Cam Newton Will Go Down as the Last Man the NFL Didn't Have to Care About

None
facebooktwitter

Cam Newton is a Heisman Trophy winner and an NFL MVP, but if his career keeps going the way it is, he’ll be most remembered as The Last Man the NFL Didn’t Have to Care About.

Newton again is writhing about in the middle of another mess created by the NFL’s concussion protocol, which seems to exist only in theory. It obviously doesn’t apply to Newton, who is far too good and far too compliant to be taken out of a game unless he can’t even stand, and even then … they‘ll figure something out. 

On that play, Newton takes a direct helmet-to-helmet hit, and he is clearly dazed by it even before he tries to run off the field and collapses to his knees. By any reading of the NFL’s rules when it comes to incidents like that, Newton should have been pulled from the action and evaluated for a concussion, but he wasn’t.

Newton is hardly the only player whose apparent head injuries are treated this way, especially in the playoffs. But there is no other player whose career is defined by this issue to the extent Newton’s is. If you look at the way Newton has been treated over the years by game officials, opponents, medical personnel, and the Carolina Panthers, it is clear that he is not considered to be “destructible” in the same way other players are, and the fact that he has missed just three starts in his career is evidence that all these people may be sort of correct about that.

Newton used to complain about this. So did his mom and dad. Even Roger Goodell admitted officials screwed up when the Denver Broncos were allowed to tee off on him without consequence in the 2016 season opener.

But Newton himself quickly gave up, as if he read the tea leaves and figured out before anybody else did that nobody wanted to hear him complaining.

"“I’m worried about winning. That’s it. Winning. Winning football games,” Newton said, via NFL.com. “That’s why I’m here. I’m not here to worry about retirement plans. I’m not here to worry about pensions. I’m not here to worry about workers comp. I’m here to win football games. Simple and plain. This is a contact sport. This is a physical sport. I play the game for the right reasons to whatever coach asks me to do, I’m gonna do it, to win football games.” "

He’s sucking it up, in other words.

It would be hard to blame Newton at this point for feeling like he was put on earth to be used up by a football machine that will pay him richly to throw touchdown passes, pick himself up off the turf, and keep his mouth shut — which isn’t the worst deal in the world, after all. He suffers from the same affliction as Lebron James or Wilt Chamberlain. Newton is so strong and so tough that feeling sorry for him feels like pitying the cheetah that couldn’t run down the gazelle.
☆ ☆ ☆ ☆ ☆
• **Work instructions**:
Answer these questions from the article on Cam Newton:
1. How many starts has Newton missed in his career?
2. Which team was allowed to hit Newton without consequence in the 2016 season opener?
3. Which two athletes does the article say suffer from the same affliction as Newton?

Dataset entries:
☆ ☆ ☆ ☆ ☆
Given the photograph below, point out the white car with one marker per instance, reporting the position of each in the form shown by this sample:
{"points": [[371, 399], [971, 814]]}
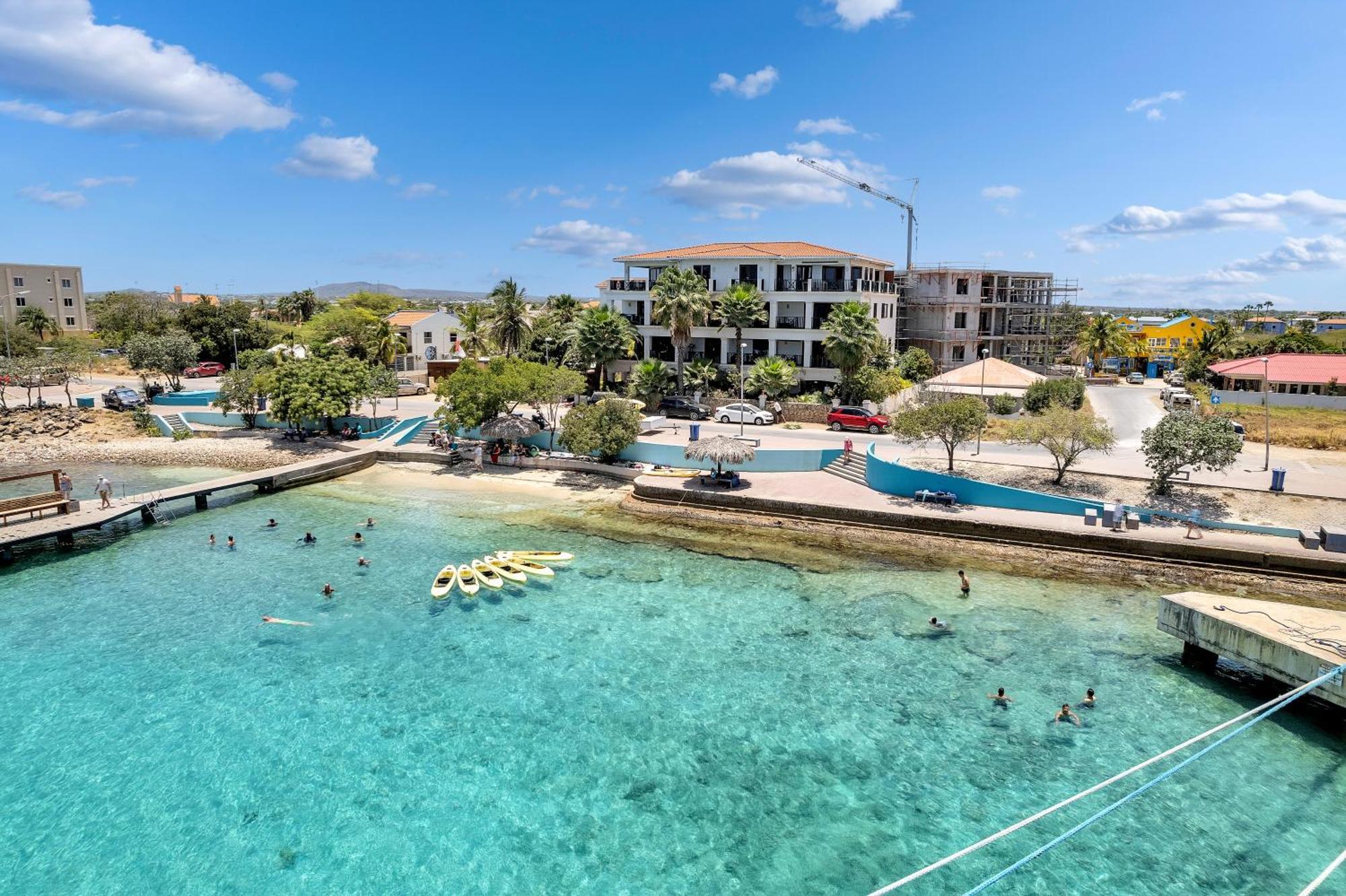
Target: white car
{"points": [[410, 388], [744, 414]]}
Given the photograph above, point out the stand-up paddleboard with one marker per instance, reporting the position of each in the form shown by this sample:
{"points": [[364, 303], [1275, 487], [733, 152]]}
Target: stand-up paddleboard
{"points": [[468, 582], [507, 570], [445, 582], [487, 575]]}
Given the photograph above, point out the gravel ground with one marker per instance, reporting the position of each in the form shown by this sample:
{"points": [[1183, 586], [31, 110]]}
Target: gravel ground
{"points": [[1235, 505]]}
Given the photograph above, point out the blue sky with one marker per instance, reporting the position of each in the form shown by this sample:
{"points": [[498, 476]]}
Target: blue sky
{"points": [[1162, 154]]}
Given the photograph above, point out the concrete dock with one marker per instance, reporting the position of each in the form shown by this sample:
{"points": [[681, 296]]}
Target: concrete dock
{"points": [[1286, 642]]}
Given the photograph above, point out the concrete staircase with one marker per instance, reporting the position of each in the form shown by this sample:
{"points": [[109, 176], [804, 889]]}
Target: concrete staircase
{"points": [[851, 473]]}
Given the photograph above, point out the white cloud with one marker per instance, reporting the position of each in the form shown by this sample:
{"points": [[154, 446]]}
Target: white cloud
{"points": [[1240, 211], [752, 87], [1005, 192], [745, 186], [421, 190], [857, 14], [119, 77], [339, 158], [1152, 104], [582, 239], [279, 81], [59, 198], [126, 181], [824, 126]]}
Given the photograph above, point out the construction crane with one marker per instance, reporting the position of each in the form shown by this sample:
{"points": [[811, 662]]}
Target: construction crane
{"points": [[886, 197]]}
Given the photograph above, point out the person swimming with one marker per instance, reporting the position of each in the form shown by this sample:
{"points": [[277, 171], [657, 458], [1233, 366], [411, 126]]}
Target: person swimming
{"points": [[1065, 715]]}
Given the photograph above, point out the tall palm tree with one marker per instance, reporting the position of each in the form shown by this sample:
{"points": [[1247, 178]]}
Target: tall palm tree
{"points": [[741, 307], [509, 324], [853, 337], [472, 330], [1103, 337], [38, 322], [682, 302], [601, 337]]}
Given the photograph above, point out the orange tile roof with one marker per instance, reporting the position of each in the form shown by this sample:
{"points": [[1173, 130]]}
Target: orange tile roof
{"points": [[787, 250]]}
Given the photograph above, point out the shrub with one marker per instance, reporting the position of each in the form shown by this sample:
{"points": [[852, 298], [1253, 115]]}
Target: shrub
{"points": [[1068, 394]]}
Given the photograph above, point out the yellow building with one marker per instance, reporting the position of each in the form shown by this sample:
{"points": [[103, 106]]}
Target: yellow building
{"points": [[1160, 341]]}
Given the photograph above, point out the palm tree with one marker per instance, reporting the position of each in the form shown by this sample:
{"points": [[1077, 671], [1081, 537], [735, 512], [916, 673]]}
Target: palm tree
{"points": [[773, 376], [472, 332], [651, 381], [682, 302], [1103, 337], [509, 324], [742, 307], [853, 337], [38, 322], [601, 337], [702, 375]]}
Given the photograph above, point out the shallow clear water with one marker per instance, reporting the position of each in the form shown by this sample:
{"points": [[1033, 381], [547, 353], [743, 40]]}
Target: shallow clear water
{"points": [[652, 722]]}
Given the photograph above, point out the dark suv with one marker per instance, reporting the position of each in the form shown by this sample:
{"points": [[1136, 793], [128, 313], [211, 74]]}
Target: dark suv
{"points": [[683, 407], [122, 399]]}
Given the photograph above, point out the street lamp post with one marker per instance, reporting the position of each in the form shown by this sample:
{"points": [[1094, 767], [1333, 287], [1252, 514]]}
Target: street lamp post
{"points": [[985, 353], [1267, 410]]}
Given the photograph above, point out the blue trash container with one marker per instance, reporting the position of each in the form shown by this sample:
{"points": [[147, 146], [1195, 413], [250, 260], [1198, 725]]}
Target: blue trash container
{"points": [[1278, 480]]}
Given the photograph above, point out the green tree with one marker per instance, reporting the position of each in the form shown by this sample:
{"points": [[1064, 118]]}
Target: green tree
{"points": [[38, 322], [602, 337], [1186, 439], [951, 420], [509, 324], [605, 428], [773, 376], [1103, 337], [166, 354], [853, 337], [742, 307], [682, 302], [1067, 435], [651, 381]]}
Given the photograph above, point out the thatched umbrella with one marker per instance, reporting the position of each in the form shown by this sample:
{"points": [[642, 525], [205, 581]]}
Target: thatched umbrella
{"points": [[722, 450], [509, 427]]}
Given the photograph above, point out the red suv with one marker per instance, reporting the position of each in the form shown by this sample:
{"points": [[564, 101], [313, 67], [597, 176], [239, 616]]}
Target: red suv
{"points": [[204, 369], [847, 418]]}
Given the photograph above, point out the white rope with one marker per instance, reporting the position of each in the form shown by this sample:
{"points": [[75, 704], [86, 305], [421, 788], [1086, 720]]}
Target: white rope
{"points": [[1038, 816], [1328, 872]]}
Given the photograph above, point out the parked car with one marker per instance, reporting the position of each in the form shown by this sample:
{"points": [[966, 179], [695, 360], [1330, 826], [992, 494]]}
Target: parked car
{"points": [[122, 399], [683, 407], [846, 418], [410, 388], [204, 369], [745, 414]]}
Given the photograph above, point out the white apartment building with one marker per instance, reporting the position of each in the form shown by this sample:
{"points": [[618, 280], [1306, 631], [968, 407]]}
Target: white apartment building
{"points": [[59, 290], [800, 283]]}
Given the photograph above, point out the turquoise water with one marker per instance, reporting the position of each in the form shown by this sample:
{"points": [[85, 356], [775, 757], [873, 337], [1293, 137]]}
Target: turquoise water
{"points": [[652, 722]]}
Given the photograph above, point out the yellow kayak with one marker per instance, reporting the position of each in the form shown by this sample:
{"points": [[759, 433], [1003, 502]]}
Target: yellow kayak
{"points": [[534, 568], [468, 582], [538, 556], [487, 575], [445, 583], [507, 568]]}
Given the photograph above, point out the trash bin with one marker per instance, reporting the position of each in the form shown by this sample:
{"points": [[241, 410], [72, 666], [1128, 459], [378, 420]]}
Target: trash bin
{"points": [[1278, 480]]}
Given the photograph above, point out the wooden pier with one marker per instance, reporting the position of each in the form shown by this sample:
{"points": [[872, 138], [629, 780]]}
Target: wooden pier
{"points": [[1287, 642], [63, 528]]}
☆ ☆ ☆ ☆ ☆
• **Answer to this exercise**:
1. Three.
2. The Denver Broncos.
3. Lebron James and Wilt Chamberlain.